Your objective — Repeat the listing between the lines holding "Return one point per instance of the ocotillo" and "pixel 279 58", inclusive, without changing anything.

[Records from a data collection]

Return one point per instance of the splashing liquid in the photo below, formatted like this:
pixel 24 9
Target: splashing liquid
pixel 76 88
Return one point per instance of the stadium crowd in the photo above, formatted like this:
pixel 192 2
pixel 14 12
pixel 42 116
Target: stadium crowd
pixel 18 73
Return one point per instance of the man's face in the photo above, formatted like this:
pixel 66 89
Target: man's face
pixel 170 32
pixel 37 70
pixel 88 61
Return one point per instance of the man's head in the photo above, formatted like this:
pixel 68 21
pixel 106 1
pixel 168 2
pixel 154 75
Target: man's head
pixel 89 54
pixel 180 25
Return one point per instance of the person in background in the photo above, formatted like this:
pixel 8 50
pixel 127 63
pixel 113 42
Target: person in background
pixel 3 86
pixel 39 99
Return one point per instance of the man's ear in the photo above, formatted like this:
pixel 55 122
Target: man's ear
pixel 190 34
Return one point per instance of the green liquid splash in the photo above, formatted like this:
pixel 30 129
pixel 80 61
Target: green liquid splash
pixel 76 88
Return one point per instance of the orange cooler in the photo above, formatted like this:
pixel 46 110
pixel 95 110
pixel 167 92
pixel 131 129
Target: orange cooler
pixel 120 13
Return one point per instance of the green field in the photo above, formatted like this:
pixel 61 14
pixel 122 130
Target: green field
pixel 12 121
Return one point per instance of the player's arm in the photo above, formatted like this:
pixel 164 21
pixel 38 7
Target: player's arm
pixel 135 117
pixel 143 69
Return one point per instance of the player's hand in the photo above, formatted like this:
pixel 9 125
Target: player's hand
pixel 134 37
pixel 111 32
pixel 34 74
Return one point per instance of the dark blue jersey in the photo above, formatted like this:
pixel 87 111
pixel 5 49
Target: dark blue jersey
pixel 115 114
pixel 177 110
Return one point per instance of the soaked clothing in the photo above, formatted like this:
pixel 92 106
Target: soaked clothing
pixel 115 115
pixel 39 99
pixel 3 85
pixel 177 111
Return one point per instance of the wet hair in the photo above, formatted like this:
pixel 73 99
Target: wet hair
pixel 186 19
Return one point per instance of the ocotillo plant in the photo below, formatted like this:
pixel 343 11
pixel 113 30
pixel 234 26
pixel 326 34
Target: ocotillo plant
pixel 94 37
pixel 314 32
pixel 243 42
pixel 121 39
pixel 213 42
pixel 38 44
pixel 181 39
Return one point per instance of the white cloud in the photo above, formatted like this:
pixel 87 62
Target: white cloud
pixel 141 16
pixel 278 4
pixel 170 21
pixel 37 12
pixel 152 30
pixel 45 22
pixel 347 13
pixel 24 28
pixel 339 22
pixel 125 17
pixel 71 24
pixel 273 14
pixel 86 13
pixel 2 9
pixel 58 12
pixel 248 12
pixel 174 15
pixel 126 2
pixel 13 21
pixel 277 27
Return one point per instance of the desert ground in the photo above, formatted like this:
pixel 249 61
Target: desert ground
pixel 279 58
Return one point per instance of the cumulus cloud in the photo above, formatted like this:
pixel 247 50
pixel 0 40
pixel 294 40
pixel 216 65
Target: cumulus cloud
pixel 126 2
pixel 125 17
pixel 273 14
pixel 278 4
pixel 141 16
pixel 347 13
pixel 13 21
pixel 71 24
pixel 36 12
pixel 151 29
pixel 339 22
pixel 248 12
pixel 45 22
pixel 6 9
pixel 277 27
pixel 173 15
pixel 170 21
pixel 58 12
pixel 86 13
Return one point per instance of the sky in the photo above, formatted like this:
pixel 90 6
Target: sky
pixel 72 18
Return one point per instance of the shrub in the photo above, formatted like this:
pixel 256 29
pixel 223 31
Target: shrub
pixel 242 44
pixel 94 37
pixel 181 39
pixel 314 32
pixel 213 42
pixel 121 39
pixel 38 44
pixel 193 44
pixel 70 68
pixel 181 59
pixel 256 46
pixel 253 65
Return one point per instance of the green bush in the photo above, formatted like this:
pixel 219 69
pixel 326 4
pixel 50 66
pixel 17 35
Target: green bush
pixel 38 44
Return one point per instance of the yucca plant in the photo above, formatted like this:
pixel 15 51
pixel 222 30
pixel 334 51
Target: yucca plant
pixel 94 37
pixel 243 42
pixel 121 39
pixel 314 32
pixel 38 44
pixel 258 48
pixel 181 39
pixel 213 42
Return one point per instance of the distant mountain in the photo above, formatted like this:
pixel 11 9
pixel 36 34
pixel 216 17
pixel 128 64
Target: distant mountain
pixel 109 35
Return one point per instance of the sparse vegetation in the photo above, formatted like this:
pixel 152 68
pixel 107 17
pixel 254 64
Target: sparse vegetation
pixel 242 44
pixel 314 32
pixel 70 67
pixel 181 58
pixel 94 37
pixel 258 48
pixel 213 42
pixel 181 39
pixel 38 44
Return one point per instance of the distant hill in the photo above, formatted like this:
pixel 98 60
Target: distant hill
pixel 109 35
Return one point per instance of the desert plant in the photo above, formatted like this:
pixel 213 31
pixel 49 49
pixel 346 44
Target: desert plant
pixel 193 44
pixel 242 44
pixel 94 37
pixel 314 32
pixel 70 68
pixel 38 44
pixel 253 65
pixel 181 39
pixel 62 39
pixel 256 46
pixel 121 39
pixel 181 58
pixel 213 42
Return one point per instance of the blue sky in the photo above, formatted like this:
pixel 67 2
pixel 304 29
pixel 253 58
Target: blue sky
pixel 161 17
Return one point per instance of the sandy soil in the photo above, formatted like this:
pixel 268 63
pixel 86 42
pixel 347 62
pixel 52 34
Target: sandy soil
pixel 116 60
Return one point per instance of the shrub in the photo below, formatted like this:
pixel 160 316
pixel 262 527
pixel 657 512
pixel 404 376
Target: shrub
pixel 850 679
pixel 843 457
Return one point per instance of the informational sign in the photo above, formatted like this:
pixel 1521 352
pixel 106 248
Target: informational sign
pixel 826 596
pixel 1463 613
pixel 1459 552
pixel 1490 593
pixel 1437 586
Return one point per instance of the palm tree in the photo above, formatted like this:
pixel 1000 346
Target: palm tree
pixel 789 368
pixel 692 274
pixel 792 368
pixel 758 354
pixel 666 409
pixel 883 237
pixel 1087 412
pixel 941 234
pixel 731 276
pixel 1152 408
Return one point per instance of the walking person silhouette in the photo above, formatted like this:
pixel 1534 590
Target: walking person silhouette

Solution for this problem —
Return one point per instance of the ocotillo plant in the photo below, formatted like this:
pixel 343 11
pixel 113 30
pixel 234 26
pixel 326 34
Target: ocotillo plant
pixel 94 37
pixel 314 32
pixel 243 42
pixel 121 39
pixel 213 42
pixel 38 44
pixel 181 39
Return one point per instance of the white cloud in the photo above, formatted like this:
pixel 87 62
Target: white cloud
pixel 141 16
pixel 278 4
pixel 170 21
pixel 37 12
pixel 152 30
pixel 45 22
pixel 347 13
pixel 24 28
pixel 339 22
pixel 125 17
pixel 71 24
pixel 273 14
pixel 86 13
pixel 2 9
pixel 58 12
pixel 248 12
pixel 174 15
pixel 126 2
pixel 13 21
pixel 277 27
Return one point per instance of the desert ground in the photo above, formatted like this:
pixel 249 61
Target: desert ground
pixel 279 58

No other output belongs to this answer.